■ **CONSIGNE 1**
Veuillez réécrire le passage du résumé sur l'autorégulation des médias qui s'ouvre sur les mots contenant « Existe-t-il un modèle » et se termine par « elles se déploient. », en changeant « rencontre » en « conférence ».

■ **EXTRAIT DE PAGE**

________

Bilan des instances d’autorégulation dans l’espace francophone, Sofia 27-29 Septembre 2010

Résumé

 

Existe-t-il un modèle francophone unique d'autorégulation des médias ? Assurément non, si l'on s'en tient aux conclusions tirées de la rencontre des organes d'autorégulation des médias dans l'espace francophone, tenue à Sofia en Bulgarie, du 27 au 30 septembre 2010. Les différentes approches d'autorégulation des médias, en vérité, épousent toujours les contours politiques, économiques et sociaux des pays où elles se déploient.

________

Relevés de points annotés:

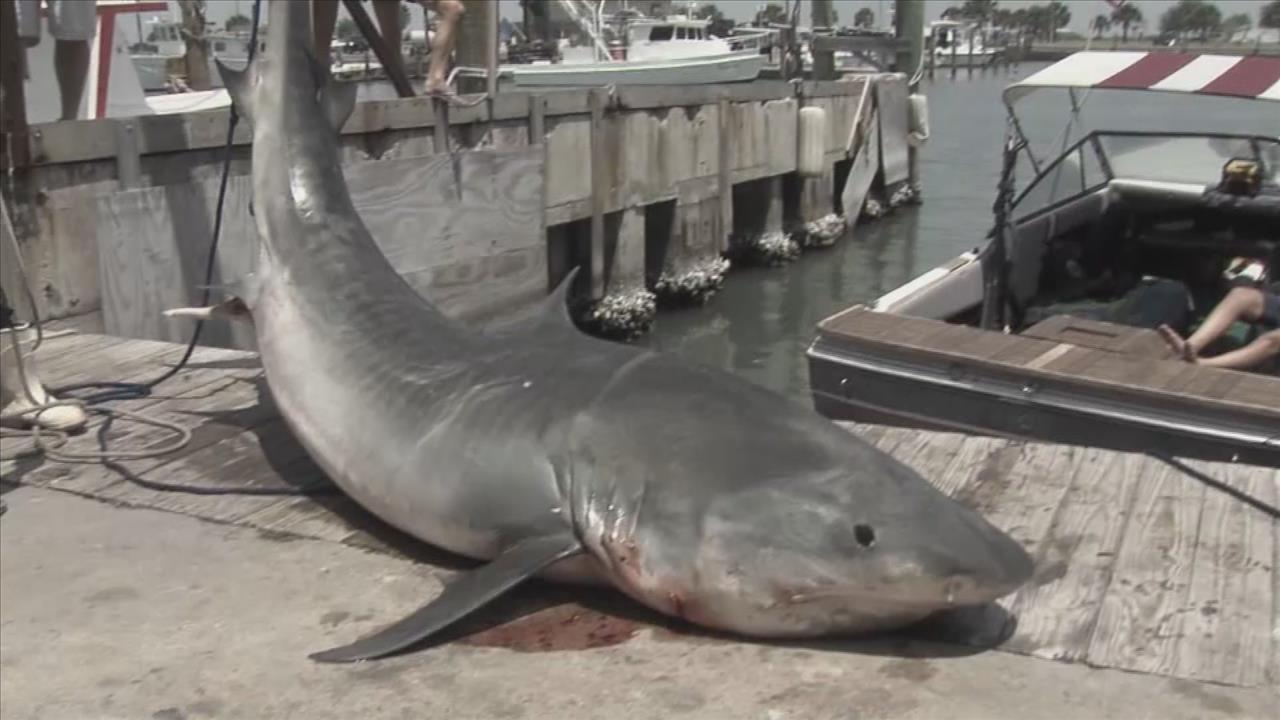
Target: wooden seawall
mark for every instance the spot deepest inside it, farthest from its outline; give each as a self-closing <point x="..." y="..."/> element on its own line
<point x="644" y="186"/>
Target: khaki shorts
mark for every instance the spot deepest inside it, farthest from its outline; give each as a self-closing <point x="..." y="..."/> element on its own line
<point x="68" y="19"/>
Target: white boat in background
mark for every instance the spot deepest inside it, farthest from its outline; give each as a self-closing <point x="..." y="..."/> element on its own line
<point x="161" y="54"/>
<point x="960" y="44"/>
<point x="673" y="50"/>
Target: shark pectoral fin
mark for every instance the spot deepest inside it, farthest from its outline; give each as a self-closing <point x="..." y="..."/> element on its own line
<point x="240" y="86"/>
<point x="460" y="598"/>
<point x="231" y="308"/>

________

■ **CONSIGNE 2**
Relevez dans la liste chaque ligne qui contient la chaîne « Target », en tenant compte de la casse.

■ **RÉPONSE ATTENDUE 1**
Existe-t-il un modèle francophone unique d'autorégulation des médias ? Assurément non, si l'on s'en tient aux conclusions tirées de la conférence des organes d'autorégulation des médias dans l'espace francophone, tenue à Sofia en Bulgarie, du 27 au 30 septembre 2010. Les différentes approches d'autorégulation des médias, en vérité, épousent toujours les contours politiques, économiques et sociaux des pays où elles se déploient.

■ **RÉPONSE ATTENDUE 2**
Target: wooden seawall
Target: khaki shorts
Target: white boat in background
Target: shark pectoral fin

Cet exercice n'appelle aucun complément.